-------- Document excerpt --------

Verify vs Prove Can the terms "Verify" and "Prove" typically be taken as synonymous when reading math texts or in discussion with mathematicians?
If not equivalent, then what are the definitions of "Verify" and "Prove"? 
 A: "Verify" is weaker than "prove", and a verification usually involves checking a finite number of cases or carrying out some routine calculations.
"Verify Goldbachs' conjecture for all even integers less than 1 million" - tedious but straightforward
"Prove Goldbach's conjecture" - much more difficult !
A: Verify means "check", used when you need to check some details or whether an argument is true (in for example an already given proof).
Prove means that you need to show something is true by finding the argument yourself.
A: I believe there is a difference in common use between ''prove" and ''verify".  To highlight this, I'd like to give an example.
Example
Prove that if $5x-7$ is odd, then $9x-2$ is even for $x \in \mathbb{Z}$.
Proof
Assume that $5x-7$ is odd.  Then $5x-7 = 2n + 1$ for some integer $n$.  One may verify
\begin{equation*}
9x + 2 = (5x-7) + (4x+9) = 2(n + 2x + 5)
\end{equation*}
Because $n + 2x + 5$ is an integer, $9x + 2$ is even.

--------

### Required task
Extend the forum thread on "verify" versus "prove," starting after its last sentence.

-------- Provided material --------

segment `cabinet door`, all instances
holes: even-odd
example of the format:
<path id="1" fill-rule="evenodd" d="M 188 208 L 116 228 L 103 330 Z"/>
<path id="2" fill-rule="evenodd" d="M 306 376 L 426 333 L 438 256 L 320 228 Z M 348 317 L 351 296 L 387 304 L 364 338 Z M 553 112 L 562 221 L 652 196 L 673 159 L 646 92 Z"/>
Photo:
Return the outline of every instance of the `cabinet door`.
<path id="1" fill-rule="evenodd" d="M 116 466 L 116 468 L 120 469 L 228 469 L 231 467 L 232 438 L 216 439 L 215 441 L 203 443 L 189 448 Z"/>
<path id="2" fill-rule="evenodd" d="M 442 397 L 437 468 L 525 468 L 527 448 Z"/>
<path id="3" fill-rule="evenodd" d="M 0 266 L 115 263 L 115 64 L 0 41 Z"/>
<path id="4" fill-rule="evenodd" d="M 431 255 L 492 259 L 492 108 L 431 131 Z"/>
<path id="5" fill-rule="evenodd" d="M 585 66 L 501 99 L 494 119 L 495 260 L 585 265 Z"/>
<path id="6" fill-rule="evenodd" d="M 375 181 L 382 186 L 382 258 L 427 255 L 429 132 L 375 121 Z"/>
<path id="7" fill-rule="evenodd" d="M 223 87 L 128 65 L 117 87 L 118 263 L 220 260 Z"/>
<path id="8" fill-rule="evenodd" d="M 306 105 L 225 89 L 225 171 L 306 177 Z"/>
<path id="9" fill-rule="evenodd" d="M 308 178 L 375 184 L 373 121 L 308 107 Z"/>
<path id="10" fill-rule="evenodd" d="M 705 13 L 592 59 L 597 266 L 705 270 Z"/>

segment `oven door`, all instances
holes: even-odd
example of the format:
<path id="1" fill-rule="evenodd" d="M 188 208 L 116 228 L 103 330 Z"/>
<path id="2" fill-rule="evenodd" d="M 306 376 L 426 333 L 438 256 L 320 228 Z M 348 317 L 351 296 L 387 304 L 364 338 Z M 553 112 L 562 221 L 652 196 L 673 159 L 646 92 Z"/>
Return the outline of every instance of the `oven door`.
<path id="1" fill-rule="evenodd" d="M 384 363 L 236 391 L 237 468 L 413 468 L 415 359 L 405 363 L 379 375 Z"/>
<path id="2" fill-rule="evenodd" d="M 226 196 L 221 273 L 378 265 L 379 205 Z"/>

--------

### Expected answer
$\Box$
In this sense, "verifying" $9x+2 = 2(n + 2x + 5)$ is functionally the same as "proving" the result, but it is a matter of algebra.  In other words, I would ask a reader to verify something that is well-known but perhaps tedious, whereas a proof typically requires insights at the level of the course or paper.
Note: This slightly edited example was taken from the excellent textbook Mathematical Proofs: A Transition to Advanced Mathematics by Gary Chartrand, Albert D. Polimeni, and Ping Zhang.  The comments on 'verify' versus 'prove' are my own.
A: Here, while Maths proving a solution and verifying a solution may be synonyms but are literally different.
Verifying means to check as commonly done.
Proving means putting down your own opinion in using any other formulae in your way.
Now hope you all must have understood.
Understood ???